> [Your objective] For the entries below, say how many lines include the word "garage" and add nothing else.

*** Begin section ***

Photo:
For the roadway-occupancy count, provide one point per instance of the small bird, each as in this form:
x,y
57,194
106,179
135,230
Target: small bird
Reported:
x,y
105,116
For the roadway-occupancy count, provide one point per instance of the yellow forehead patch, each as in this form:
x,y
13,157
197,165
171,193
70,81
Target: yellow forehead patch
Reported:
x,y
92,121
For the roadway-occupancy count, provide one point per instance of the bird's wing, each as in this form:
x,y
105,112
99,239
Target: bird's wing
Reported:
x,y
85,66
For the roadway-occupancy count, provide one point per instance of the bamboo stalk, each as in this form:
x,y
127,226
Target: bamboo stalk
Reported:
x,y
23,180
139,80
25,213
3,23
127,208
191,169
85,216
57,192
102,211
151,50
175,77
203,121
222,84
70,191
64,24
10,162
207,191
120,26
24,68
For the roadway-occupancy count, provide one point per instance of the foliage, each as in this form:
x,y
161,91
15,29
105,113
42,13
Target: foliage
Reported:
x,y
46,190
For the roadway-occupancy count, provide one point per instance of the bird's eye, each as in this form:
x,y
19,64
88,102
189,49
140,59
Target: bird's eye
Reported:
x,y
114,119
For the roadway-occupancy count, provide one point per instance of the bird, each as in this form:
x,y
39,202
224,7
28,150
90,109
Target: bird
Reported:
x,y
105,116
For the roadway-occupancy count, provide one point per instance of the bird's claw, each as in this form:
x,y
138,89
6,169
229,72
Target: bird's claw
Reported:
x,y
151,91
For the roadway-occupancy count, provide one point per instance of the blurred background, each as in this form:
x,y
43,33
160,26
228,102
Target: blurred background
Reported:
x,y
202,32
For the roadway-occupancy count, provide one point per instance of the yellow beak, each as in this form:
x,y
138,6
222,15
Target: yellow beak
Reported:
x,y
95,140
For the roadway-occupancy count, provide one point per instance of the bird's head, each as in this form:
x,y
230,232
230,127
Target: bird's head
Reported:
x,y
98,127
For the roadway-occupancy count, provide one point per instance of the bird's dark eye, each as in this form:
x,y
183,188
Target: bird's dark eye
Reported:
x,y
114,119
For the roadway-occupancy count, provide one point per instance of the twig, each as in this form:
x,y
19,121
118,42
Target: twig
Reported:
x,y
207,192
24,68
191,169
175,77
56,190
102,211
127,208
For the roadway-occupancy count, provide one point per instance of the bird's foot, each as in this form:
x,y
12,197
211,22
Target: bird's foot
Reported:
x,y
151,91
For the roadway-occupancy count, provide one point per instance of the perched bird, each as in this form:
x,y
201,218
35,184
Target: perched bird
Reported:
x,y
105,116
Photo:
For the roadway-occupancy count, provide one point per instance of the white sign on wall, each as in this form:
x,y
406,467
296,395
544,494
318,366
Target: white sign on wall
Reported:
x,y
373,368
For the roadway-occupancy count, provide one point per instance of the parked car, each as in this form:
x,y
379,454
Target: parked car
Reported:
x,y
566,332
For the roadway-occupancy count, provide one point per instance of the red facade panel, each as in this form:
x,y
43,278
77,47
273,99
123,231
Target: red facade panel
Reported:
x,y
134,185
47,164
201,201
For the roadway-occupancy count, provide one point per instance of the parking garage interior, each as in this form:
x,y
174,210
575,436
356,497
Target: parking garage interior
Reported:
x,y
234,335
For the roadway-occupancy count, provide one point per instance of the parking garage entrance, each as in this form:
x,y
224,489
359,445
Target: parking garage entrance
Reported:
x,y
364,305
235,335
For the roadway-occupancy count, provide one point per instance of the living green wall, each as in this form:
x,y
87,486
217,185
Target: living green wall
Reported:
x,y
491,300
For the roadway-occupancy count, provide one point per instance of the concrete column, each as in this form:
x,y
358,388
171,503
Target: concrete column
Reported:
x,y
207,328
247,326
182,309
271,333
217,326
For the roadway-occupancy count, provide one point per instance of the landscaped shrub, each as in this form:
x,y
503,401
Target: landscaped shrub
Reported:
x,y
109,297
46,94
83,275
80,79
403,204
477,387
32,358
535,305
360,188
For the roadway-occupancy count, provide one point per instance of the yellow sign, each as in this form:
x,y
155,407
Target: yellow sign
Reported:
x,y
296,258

*** End section ***

> [Answer for the task] 4